TASK TO CARRY OUT: Print every record below exactly, minus the pictures.

WORKING DATA:
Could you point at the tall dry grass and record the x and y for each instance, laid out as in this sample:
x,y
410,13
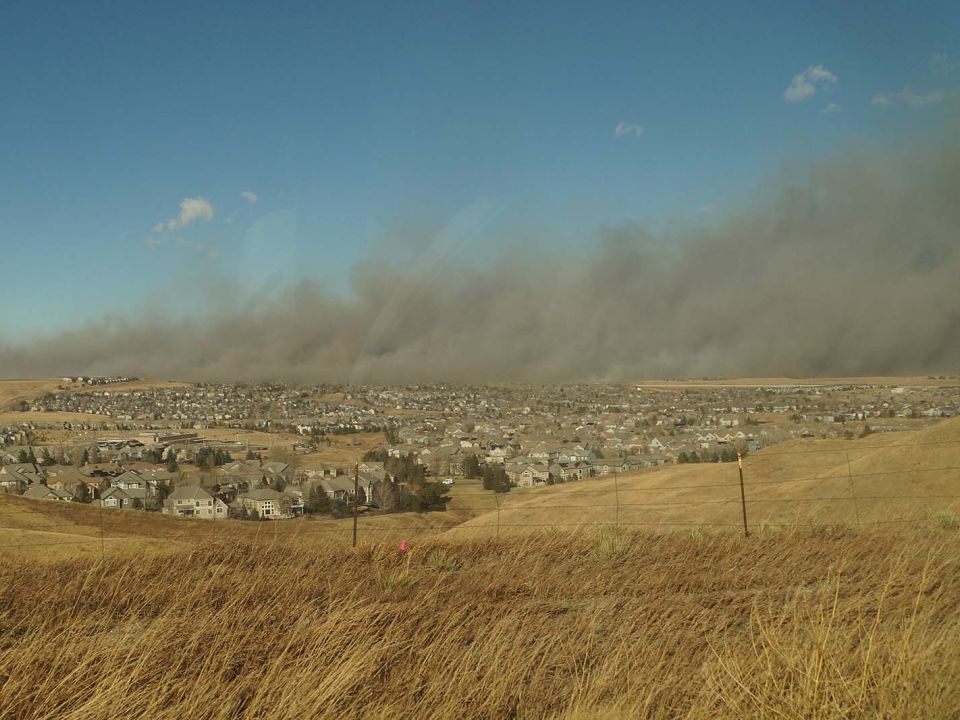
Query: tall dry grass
x,y
792,624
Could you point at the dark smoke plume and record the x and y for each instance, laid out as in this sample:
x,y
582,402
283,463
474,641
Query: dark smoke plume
x,y
851,269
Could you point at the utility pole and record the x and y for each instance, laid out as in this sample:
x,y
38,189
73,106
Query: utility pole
x,y
356,491
743,497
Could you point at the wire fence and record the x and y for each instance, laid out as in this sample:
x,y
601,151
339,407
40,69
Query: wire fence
x,y
850,488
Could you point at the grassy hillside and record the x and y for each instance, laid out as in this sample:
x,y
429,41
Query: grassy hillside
x,y
13,391
884,477
610,625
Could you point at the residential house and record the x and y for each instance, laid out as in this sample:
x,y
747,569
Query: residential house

TASK RESPONSE:
Could you point at the tall dry grass and record the x and y for each instance, laid out as in this sample:
x,y
410,13
Query: tall dry grass
x,y
792,624
Could you point at the dark smoke plume and record the x and y for each instance, laid out as in this sample:
x,y
582,402
283,463
474,641
Query: dark smoke plume
x,y
851,269
Could you point at the utility pole and record the x and y for each instance, laid out as in this sample:
x,y
38,189
73,106
Query: utility pole
x,y
356,491
743,497
Could you point at the wire fence and record the x and y for each instance, laid out as in this sample:
x,y
601,151
339,407
40,69
Query: wire fence
x,y
850,488
Could you point at the grassy hillside and record the x and y for each instance, laid out as in this sample:
x,y
429,41
Query: grassy hillside
x,y
13,391
884,477
610,625
Could you point at the residential house and record the x and y for each instance, laid out as in this sample:
x,y
747,569
Query: residential house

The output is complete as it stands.